Who Would You Be If You Loved Your Body?

 

Do You Love Your Body?

 

How much of your time and energy is spent looking in the mirror (or desperately avoiding it), wishing to see yourself as different in some way?  Bigger bust, smaller hips, straighter hair, less freckles, more height, younger-looking skin… 

The one thing most women have in common these days is the shame and disapproval they feel for their bodies.  This isn’t a post recommending a new eating plan or exercise regimen for more confidence in the New Year.  Rather I want to take a look at how our mindset affects not just our self-perception, but how we show up in the world…the ways in which we allow ourselves to become fully alive.

Self-hate will not go away if you make a physical change (i.e. lose weight).  What grows from love, though, remains in love.”

~ Erin Brown

 

What’s Your Relationship With Your Body?

 

In this modern world of growing connections, we’re ultra-focused on relationships.  Business contacts, social networking, personal friendships, romances, and familial ties—developing and maintaining them places constant demands on our attention.  But when was the last time you nurtured your relationship with your own body?

### Problems to solve
(a) Revise the body image post's passage that opens with "What’s Your Relationship" and closes with "your own body?", giving it again with "romances" changed to "love affairs".
(b) According to the body image post, what do most women have in common these days?
The records come from a separate source.

### Data section
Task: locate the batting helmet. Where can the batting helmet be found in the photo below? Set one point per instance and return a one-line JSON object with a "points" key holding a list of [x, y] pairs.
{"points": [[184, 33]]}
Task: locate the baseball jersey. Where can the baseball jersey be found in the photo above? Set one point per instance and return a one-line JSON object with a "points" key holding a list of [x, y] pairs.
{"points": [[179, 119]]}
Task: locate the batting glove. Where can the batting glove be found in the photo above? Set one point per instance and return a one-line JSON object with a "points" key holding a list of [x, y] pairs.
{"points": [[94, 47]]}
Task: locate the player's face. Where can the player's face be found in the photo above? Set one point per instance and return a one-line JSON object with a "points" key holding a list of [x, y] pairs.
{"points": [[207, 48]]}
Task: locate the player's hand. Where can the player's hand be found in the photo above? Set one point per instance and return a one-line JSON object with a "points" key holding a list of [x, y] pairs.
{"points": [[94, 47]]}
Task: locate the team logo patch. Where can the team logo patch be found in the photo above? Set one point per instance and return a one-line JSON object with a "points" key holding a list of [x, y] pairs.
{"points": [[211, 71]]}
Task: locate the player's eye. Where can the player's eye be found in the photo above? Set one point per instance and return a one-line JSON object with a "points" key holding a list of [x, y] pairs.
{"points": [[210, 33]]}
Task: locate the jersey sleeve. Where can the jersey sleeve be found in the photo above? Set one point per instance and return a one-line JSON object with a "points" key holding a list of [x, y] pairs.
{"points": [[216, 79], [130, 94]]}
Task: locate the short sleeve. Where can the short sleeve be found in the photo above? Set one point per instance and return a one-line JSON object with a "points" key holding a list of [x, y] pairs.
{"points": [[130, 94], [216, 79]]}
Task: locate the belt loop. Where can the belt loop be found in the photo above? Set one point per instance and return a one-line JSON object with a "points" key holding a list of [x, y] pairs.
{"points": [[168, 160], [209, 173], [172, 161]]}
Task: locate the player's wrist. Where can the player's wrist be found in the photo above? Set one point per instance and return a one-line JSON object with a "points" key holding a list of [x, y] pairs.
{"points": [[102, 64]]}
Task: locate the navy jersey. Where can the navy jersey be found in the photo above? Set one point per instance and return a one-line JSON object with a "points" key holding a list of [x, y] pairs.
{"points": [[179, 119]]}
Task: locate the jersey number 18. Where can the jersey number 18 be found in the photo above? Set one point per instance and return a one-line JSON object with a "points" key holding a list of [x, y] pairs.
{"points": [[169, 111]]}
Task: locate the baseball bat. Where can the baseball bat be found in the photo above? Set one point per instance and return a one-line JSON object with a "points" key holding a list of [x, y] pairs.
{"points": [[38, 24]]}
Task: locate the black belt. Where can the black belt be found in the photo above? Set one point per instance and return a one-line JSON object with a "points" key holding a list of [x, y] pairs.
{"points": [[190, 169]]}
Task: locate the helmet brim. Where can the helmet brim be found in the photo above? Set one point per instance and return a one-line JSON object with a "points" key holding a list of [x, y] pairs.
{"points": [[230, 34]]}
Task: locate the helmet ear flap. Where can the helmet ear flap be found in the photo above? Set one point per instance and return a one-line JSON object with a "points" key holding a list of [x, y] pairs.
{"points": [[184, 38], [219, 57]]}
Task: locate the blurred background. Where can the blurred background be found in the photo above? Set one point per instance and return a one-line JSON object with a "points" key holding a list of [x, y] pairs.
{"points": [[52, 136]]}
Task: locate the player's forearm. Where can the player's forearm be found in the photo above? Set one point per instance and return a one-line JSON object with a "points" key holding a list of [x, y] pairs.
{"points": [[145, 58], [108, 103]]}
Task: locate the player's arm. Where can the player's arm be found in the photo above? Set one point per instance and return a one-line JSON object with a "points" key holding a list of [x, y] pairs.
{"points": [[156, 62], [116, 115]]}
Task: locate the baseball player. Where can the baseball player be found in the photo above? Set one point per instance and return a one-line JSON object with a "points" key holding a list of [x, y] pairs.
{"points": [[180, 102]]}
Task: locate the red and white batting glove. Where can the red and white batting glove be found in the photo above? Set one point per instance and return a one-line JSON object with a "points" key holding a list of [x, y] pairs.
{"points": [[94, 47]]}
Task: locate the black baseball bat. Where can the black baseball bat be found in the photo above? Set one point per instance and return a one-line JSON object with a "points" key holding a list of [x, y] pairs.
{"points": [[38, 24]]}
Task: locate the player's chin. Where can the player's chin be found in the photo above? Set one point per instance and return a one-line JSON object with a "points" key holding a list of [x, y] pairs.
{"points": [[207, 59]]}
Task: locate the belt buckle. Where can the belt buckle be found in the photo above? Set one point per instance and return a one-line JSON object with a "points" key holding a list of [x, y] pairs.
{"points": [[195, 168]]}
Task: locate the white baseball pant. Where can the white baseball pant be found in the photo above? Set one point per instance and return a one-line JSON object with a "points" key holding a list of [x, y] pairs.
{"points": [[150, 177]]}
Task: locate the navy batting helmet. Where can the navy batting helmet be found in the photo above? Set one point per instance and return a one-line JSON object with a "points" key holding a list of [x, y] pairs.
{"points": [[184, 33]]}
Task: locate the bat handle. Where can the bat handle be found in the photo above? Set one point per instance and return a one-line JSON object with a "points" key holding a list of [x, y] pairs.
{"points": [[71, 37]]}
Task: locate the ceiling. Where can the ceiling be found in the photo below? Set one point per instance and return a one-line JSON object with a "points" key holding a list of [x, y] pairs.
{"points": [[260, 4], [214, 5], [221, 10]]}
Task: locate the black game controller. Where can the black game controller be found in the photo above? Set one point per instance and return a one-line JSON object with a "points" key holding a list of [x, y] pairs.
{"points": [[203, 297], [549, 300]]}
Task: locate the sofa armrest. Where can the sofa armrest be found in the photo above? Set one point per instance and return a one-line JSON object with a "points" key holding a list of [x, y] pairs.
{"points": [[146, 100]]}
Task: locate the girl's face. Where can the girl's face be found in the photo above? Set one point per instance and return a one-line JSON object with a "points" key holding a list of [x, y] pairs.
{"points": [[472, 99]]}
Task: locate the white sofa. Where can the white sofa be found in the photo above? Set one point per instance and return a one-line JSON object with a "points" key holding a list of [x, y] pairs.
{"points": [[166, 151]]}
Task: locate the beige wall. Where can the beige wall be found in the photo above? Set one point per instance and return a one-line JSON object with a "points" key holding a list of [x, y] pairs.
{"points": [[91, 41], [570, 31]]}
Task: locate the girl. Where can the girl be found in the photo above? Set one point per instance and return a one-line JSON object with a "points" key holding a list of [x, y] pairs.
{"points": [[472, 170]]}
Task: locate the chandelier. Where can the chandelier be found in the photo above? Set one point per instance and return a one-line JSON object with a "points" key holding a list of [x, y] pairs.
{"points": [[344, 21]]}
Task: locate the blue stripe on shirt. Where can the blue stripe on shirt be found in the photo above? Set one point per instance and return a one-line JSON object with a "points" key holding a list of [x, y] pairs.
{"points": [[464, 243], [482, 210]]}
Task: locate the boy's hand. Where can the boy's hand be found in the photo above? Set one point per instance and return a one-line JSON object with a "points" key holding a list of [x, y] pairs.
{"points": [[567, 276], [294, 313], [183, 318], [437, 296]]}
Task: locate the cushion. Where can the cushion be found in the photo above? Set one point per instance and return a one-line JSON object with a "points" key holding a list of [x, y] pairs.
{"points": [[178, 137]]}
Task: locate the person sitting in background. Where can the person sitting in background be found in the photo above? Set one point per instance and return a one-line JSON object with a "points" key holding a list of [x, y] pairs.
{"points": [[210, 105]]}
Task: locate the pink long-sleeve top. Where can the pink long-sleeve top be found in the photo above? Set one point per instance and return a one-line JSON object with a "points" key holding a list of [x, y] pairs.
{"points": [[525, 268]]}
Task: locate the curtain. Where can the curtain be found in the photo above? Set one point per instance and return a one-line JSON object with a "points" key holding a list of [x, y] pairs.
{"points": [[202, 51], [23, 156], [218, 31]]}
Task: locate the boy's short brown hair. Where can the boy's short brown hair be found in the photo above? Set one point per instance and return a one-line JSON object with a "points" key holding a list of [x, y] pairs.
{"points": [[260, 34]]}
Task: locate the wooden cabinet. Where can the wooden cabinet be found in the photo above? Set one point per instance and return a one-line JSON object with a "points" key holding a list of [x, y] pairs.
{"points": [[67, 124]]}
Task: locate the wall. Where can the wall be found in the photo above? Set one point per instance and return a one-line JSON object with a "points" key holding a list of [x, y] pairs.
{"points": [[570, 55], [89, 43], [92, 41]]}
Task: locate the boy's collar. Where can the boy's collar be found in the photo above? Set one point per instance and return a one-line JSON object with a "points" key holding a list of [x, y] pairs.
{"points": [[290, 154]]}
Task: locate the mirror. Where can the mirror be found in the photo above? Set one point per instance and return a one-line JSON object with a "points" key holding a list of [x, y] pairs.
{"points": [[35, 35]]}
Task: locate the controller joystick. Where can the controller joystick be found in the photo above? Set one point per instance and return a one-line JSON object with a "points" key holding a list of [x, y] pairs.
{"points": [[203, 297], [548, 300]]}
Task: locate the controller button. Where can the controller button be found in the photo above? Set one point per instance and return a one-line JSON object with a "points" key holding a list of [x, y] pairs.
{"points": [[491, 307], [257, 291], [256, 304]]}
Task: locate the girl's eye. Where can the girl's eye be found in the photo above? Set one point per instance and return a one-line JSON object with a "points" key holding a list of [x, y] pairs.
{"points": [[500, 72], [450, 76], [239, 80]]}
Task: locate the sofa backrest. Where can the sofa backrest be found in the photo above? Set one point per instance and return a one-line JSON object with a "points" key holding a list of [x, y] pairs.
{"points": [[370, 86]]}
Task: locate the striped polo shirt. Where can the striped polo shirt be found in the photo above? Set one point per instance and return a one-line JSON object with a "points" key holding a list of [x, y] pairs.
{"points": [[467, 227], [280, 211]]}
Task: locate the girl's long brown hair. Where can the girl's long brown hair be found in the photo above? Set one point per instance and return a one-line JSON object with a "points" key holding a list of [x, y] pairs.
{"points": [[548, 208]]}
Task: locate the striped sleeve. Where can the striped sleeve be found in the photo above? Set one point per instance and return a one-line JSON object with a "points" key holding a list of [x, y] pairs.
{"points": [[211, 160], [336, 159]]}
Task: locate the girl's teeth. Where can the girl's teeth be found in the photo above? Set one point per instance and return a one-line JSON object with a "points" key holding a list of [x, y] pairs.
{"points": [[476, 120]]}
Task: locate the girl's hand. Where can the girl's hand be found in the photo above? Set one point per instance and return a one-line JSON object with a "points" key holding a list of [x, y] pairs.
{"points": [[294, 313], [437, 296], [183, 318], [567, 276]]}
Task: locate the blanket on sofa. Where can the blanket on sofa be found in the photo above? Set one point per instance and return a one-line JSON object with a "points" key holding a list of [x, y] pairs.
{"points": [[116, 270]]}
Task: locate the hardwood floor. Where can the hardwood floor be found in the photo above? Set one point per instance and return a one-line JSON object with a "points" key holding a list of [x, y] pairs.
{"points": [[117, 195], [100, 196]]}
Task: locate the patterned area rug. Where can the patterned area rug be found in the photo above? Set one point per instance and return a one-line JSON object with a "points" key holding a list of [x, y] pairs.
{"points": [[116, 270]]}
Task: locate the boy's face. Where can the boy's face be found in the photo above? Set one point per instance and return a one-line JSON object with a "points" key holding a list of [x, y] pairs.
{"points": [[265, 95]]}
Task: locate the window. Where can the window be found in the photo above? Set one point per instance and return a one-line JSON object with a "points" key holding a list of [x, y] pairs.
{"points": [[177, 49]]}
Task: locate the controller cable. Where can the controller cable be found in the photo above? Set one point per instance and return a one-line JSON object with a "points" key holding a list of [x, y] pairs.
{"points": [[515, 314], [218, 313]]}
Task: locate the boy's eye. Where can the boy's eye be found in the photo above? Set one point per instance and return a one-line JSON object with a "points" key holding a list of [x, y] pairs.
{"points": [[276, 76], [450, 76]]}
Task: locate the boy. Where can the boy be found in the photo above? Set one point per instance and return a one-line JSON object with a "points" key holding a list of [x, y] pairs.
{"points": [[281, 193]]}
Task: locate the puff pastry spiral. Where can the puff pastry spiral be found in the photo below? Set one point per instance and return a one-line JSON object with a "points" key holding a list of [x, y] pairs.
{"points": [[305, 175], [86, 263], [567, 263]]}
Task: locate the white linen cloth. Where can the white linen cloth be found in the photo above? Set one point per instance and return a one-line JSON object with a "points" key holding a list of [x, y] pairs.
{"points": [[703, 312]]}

### The solutions
(a)
What’s Your Relationship With Your Body?

 

In this modern world of growing connections, we’re ultra-focused on relationships.  Business contacts, social networking, personal friendships, love affairs, and familial ties—developing and maintaining them places constant demands on our attention.  But when was the last time you nurtured your relationship with your own body?

(b) The shame and disapproval they feel for their bodies.